The other part of his calm comes from his own life, which is marked by unusual volatility. Wise's parents, both South African, moved to America from Cape Town when he was 3, and though he's quick to clarify that the family didn't endure outright depravation—his parents worked in financial services—they also couldn't afford to fly their son around the country playing junior golf events. His own game fluctuated, and at least one of the down times in his childhood was bad enough to convince him to quit the sport and take up tennis.
That cold-turkey departure didn't last (nor did his desire to be a defense attorney after watching the show "Suits") and his career to date has been a steady climb upward. With a decent round Sunday, the Wells Fargo will mark his best tournament yet, and perhaps his first top ten. Whether he has the necessary experience to actually win, with juggernauts like Jason Day to contend with, remains to be seen.
"It's a golf tournament at the end of the day and I've won many, many, many of those throughout my career," he said. "I've just got to think of it like that. Try to tune out some of the other stuff that goes on out here and just play it like it's a golf tournament and I'm trying to win it."
Two late bogeys turned his third round from solid to just decent, but the dramatic chip on the last hole kept him in the thick of contention. Tomorrow may be another stepping stone for Wise, or it might be something more spectacular. In either case, he remains confident of the larger picture that Phil outlined for him two years ago:
"My time's going to come eventually."

Location identification data:
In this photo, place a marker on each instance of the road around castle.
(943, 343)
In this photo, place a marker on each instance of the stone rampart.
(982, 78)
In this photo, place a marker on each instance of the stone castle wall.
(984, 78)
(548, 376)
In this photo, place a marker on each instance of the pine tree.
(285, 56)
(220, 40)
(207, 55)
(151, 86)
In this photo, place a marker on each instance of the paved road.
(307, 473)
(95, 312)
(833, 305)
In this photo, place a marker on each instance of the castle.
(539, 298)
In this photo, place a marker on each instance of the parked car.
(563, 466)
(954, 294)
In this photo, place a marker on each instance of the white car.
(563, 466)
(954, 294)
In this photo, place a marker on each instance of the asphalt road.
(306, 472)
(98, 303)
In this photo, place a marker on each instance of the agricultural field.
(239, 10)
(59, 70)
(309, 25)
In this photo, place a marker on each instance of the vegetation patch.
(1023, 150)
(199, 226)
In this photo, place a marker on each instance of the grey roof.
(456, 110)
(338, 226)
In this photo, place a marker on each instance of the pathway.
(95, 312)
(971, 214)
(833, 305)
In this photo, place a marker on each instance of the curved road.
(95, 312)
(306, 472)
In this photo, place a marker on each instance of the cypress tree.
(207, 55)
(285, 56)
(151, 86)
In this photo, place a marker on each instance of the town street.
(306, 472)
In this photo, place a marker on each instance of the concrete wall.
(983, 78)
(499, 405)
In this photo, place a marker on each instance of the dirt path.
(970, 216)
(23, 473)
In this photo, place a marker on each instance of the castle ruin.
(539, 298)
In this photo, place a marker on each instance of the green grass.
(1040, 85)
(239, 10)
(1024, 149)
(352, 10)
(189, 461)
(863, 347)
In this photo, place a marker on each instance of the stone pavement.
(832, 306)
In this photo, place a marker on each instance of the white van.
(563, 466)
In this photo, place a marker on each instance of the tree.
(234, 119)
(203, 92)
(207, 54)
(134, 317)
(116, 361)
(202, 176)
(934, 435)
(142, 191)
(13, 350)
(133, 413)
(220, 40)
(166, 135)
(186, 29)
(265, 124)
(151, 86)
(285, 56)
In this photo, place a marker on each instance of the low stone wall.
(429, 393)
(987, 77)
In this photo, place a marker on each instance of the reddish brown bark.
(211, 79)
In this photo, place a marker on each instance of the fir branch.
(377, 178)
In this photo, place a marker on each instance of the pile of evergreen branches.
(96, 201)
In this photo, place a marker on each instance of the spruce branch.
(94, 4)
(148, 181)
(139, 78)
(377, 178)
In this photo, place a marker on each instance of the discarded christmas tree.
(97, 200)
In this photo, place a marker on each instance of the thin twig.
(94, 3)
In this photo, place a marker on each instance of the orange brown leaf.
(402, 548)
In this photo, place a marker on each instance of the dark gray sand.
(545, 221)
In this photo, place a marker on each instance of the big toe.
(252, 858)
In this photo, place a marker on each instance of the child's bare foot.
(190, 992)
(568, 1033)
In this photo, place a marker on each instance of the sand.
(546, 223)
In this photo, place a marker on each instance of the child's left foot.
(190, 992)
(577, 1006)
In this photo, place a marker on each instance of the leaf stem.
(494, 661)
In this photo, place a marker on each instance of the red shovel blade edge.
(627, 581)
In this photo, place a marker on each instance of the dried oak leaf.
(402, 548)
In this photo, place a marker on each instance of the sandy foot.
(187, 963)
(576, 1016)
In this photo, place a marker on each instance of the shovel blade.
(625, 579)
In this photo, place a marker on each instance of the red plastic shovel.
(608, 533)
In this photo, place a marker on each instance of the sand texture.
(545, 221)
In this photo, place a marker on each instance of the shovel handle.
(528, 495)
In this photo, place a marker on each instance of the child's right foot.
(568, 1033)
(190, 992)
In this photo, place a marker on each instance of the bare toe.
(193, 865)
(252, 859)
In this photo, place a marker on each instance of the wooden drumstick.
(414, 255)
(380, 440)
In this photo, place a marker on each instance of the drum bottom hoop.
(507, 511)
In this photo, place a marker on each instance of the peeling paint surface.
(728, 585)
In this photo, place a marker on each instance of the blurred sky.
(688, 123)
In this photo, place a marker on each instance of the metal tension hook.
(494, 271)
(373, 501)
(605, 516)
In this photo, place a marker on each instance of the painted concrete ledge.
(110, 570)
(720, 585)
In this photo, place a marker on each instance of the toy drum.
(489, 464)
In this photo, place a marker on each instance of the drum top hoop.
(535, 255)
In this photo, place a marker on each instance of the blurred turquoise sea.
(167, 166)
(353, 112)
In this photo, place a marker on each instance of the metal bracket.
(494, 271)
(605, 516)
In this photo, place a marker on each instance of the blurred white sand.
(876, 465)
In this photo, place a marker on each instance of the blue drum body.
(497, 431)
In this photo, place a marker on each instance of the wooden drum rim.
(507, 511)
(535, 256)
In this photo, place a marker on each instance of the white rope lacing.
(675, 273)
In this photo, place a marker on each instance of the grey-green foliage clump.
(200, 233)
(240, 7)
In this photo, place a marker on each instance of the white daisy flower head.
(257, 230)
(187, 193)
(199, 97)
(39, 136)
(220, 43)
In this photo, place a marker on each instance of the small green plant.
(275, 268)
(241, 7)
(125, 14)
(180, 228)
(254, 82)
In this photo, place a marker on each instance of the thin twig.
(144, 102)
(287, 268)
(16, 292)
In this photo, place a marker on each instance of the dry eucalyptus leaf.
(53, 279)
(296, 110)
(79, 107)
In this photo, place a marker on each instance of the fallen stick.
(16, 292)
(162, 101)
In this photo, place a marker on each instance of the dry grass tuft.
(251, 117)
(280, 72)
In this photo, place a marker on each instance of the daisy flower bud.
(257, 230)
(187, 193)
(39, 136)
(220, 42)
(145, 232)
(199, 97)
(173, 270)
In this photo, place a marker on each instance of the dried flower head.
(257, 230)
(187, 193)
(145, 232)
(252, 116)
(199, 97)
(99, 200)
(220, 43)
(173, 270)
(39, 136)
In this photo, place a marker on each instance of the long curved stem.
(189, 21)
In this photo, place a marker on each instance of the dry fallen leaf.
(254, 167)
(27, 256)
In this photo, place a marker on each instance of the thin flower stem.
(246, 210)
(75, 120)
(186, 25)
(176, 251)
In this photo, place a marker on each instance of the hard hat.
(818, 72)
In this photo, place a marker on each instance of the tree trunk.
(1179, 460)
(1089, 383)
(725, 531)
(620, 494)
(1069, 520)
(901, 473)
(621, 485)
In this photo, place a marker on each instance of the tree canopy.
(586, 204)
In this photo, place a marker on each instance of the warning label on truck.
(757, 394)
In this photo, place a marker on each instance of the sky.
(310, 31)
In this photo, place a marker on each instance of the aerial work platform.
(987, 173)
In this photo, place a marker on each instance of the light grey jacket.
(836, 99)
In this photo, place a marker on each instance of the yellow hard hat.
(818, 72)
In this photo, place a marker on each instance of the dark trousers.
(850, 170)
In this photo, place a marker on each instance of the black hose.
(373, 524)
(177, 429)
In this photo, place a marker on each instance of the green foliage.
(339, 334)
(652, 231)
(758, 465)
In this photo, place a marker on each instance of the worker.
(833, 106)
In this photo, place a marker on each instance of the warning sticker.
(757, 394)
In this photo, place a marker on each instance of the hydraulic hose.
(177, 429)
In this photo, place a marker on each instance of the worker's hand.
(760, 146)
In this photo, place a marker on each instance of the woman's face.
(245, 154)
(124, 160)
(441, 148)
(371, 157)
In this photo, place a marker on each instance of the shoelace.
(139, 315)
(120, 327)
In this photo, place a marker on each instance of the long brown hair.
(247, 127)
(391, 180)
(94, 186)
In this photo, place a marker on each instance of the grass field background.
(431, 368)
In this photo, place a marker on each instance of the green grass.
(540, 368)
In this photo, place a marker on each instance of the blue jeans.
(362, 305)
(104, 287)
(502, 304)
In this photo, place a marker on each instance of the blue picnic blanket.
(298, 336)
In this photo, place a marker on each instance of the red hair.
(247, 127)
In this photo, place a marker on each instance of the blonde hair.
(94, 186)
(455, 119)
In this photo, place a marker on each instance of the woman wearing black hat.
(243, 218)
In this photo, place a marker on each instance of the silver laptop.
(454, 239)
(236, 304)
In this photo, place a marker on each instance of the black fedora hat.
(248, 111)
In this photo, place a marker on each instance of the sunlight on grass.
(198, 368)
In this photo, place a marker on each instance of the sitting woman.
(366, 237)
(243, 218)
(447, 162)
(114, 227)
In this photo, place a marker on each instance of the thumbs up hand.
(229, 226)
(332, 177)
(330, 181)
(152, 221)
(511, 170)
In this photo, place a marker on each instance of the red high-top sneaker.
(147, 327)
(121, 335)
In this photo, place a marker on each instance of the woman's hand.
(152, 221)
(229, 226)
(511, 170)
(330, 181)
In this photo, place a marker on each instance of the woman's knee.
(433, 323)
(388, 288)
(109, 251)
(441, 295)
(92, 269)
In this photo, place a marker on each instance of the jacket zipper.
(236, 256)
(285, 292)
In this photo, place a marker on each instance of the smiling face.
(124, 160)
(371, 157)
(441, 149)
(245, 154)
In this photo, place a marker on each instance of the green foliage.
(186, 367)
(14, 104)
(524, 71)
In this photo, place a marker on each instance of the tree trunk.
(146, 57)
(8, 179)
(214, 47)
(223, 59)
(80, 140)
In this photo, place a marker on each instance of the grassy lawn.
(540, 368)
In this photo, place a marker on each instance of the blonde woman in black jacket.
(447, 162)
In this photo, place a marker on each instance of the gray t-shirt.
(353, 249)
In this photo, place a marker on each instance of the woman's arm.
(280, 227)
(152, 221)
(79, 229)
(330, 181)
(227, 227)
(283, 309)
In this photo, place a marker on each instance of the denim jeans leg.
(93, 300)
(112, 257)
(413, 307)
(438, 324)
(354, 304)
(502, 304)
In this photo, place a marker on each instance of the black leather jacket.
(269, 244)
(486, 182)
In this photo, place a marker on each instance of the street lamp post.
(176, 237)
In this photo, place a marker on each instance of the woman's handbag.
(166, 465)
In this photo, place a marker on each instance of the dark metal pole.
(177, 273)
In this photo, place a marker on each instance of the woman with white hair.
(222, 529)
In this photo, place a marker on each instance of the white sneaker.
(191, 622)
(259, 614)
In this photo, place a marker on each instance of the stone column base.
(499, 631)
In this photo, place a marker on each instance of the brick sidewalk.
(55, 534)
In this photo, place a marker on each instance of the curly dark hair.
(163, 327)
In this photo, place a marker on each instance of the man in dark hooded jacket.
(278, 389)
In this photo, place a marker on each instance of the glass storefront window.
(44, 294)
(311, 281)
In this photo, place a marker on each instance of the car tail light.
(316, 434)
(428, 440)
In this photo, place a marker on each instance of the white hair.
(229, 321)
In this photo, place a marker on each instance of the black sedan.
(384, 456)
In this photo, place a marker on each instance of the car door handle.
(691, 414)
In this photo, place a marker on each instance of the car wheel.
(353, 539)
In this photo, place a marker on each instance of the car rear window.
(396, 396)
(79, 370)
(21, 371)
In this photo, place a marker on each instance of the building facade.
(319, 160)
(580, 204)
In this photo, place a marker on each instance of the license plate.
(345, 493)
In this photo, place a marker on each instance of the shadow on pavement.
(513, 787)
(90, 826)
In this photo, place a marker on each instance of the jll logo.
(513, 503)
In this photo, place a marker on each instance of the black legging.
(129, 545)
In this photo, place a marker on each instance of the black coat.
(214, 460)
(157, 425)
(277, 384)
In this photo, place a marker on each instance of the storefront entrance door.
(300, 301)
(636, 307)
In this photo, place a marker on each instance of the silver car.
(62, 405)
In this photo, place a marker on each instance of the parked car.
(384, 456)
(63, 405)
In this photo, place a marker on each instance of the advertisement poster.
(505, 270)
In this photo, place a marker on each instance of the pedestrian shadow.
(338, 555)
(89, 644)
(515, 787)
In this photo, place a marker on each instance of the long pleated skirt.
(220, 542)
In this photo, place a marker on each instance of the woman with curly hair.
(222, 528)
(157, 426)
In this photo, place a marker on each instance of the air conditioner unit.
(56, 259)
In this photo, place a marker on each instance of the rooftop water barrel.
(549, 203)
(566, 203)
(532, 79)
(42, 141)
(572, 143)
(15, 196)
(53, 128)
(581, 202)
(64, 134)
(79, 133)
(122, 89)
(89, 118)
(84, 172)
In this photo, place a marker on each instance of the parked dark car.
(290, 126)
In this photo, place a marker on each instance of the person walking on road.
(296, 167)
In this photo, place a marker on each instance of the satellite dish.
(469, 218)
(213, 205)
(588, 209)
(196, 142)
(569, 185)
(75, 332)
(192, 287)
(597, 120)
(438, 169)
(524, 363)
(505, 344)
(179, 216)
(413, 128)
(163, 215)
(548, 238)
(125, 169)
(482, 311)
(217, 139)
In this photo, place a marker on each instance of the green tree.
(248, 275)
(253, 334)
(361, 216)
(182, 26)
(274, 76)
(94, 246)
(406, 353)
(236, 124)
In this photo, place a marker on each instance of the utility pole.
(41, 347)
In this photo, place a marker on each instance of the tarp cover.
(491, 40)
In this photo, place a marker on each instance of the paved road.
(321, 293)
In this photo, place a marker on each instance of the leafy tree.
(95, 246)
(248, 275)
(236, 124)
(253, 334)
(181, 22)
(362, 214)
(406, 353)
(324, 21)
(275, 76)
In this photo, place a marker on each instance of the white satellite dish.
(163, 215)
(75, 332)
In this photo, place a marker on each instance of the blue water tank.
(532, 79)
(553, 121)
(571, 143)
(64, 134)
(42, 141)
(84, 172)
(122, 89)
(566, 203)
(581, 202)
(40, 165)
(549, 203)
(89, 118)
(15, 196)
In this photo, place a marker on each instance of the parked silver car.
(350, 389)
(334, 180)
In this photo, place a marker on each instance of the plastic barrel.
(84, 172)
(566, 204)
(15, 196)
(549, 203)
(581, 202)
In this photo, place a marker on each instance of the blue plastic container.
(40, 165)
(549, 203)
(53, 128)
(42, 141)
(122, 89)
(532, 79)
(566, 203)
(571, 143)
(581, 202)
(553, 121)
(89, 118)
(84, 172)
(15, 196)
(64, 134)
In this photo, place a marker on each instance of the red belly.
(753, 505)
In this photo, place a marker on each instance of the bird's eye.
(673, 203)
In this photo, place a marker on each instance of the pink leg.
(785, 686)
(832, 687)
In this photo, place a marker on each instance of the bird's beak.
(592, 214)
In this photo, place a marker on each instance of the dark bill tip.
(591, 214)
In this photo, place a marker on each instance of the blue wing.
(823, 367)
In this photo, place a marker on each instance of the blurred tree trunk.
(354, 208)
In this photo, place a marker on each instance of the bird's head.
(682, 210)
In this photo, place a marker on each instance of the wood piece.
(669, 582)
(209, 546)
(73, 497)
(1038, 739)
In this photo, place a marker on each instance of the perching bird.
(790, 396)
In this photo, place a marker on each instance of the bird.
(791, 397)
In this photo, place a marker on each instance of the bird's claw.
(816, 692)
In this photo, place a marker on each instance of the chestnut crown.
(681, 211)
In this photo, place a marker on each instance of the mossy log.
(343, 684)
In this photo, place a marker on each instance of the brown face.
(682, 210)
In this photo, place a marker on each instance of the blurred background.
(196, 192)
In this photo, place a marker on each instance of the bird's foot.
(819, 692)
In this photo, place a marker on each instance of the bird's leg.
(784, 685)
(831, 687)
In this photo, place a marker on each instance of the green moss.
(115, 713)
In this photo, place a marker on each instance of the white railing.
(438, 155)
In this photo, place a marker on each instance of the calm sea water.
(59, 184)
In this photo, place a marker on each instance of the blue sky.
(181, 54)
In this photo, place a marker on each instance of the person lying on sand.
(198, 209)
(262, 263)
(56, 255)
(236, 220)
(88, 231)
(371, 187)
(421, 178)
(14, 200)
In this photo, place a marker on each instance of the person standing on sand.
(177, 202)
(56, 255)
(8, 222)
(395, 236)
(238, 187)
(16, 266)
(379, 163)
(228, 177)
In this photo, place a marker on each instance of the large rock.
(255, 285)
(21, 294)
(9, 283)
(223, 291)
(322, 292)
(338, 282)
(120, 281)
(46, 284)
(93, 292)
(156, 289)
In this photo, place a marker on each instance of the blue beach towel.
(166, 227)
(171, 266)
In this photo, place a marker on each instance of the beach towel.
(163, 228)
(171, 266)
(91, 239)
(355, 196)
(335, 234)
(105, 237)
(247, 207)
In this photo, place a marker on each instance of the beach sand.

- [Written request]: Duplicate the whole golfer passage word for word. Work only from the golfer passage.

- [Answer for this exercise]:
The other part of his calm comes from his own life, which is marked by unusual volatility. Wise's parents, both South African, moved to America from Cape Town when he was 3, and though he's quick to clarify that the family didn't endure outright depravation—his parents worked in financial services—they also couldn't afford to fly their son around the country playing junior golf events. His own game fluctuated, and at least one of the down times in his childhood was bad enough to convince him to quit the sport and take up tennis.
That cold-turkey departure didn't last (nor did his desire to be a defense attorney after watching the show "Suits") and his career to date has been a steady climb upward. With a decent round Sunday, the Wells Fargo will mark his best tournament yet, and perhaps his first top ten. Whether he has the necessary experience to actually win, with juggernauts like Jason Day to contend with, remains to be seen.
"It's a golf tournament at the end of the day and I've won many, many, many of those throughout my career," he said. "I've just got to think of it like that. Try to tune out some of the other stuff that goes on out here and just play it like it's a golf tournament and I'm trying to win it."
Two late bogeys turned his third round from solid to just decent, but the dramatic chip on the last hole kept him in the thick of contention. Tomorrow may be another stepping stone for Wise, or it might be something more spectacular. In either case, he remains confident of the larger picture that Phil outlined for him two years ago:
"My time's going to come eventually."